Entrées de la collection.
□ □ □
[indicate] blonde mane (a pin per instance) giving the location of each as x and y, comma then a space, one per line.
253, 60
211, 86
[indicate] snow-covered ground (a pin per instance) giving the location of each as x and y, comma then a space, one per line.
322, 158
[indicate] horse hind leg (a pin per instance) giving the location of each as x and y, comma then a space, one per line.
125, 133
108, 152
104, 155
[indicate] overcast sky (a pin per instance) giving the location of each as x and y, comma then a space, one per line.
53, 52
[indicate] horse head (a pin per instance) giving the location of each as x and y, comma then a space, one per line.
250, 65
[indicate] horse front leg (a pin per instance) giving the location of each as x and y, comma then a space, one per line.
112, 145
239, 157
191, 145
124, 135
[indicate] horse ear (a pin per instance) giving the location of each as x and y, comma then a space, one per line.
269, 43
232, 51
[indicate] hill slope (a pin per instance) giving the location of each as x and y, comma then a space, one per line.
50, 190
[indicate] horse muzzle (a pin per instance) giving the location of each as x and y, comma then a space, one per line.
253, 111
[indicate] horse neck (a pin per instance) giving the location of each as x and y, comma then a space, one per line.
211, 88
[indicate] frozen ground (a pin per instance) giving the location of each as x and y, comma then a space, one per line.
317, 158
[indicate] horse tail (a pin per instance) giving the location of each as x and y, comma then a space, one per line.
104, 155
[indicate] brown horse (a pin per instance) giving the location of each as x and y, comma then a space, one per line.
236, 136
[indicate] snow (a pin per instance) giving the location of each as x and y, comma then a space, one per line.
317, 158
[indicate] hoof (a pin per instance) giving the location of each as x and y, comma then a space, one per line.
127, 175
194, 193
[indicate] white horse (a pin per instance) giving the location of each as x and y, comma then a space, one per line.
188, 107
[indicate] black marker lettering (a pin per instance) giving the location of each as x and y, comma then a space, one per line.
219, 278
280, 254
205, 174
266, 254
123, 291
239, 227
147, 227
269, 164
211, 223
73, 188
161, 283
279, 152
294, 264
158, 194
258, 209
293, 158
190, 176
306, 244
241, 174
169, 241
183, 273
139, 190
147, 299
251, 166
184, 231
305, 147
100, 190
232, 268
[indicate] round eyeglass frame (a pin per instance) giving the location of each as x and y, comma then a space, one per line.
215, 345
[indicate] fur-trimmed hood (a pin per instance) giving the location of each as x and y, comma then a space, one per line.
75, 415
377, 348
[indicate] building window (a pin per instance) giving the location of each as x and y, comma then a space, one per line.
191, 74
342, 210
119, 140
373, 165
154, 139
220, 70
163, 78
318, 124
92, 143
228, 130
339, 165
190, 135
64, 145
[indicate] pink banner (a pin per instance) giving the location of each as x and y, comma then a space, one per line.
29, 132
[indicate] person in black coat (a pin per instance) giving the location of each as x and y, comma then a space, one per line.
□ □ □
ÉNONCÉ DU PROBLÈME. Réécris toutes les lignes ci-dessus en remplaçant « a pin per instance » par « one pin for each instance » partout où cette expression apparaît, sans rien modifier d'autre.

RÉPONSE À L'EXERCICE.
[indicate] blonde mane (one pin for each instance) giving the location of each as x and y, comma then a space, one per line.
253, 60
211, 86
[indicate] snow-covered ground (one pin for each instance) giving the location of each as x and y, comma then a space, one per line.
322, 158
[indicate] horse hind leg (one pin for each instance) giving the location of each as x and y, comma then a space, one per line.
125, 133
108, 152
104, 155
[indicate] overcast sky (one pin for each instance) giving the location of each as x and y, comma then a space, one per line.
53, 52
[indicate] horse head (one pin for each instance) giving the location of each as x and y, comma then a space, one per line.
250, 65
[indicate] horse front leg (one pin for each instance) giving the location of each as x and y, comma then a space, one per line.
112, 145
239, 157
191, 145
124, 135
[indicate] horse ear (one pin for each instance) giving the location of each as x and y, comma then a space, one per line.
269, 43
232, 51
[indicate] hill slope (one pin for each instance) giving the location of each as x and y, comma then a space, one per line.
50, 190
[indicate] horse muzzle (one pin for each instance) giving the location of each as x and y, comma then a space, one per line.
253, 111
[indicate] horse neck (one pin for each instance) giving the location of each as x and y, comma then a space, one per line.
211, 88
[indicate] frozen ground (one pin for each instance) giving the location of each as x and y, comma then a space, one per line.
317, 158
[indicate] horse tail (one pin for each instance) giving the location of each as x and y, comma then a space, one per line.
104, 155
[indicate] brown horse (one pin for each instance) giving the location of each as x and y, comma then a space, one per line.
236, 136
[indicate] snow (one pin for each instance) giving the location of each as x and y, comma then a space, one per line.
317, 158
[indicate] hoof (one pin for each instance) giving the location of each as x and y, comma then a space, one per line.
127, 175
194, 193
[indicate] white horse (one pin for each instance) giving the location of each as x and y, comma then a space, one per line.
188, 107
[indicate] black marker lettering (one pin for each instance) giving the location of each as x and y, comma then a space, one per line.
219, 278
280, 254
205, 174
266, 254
123, 291
239, 227
147, 227
269, 164
211, 223
73, 188
161, 283
279, 152
294, 264
158, 194
258, 209
293, 158
190, 176
306, 244
241, 174
169, 241
183, 273
139, 190
147, 299
251, 166
184, 231
305, 147
100, 190
232, 268
[indicate] round eyeglass frame (one pin for each instance) giving the location of each as x and y, comma then a space, one per line.
215, 345
[indicate] fur-trimmed hood (one pin for each instance) giving the location of each as x and y, comma then a space, one per line.
75, 415
377, 348
[indicate] building window (one pin for each instance) giving the location of each as x and y, comma then a space, one per line.
191, 74
342, 210
119, 140
373, 165
154, 139
220, 70
163, 78
318, 124
92, 143
228, 130
339, 165
190, 135
64, 145
[indicate] pink banner (one pin for each instance) giving the location of each as x and y, comma then a space, one per line.
29, 132
[indicate] person in black coat (one pin for each instance) giving the location of each as x and y, comma then a space, one per line.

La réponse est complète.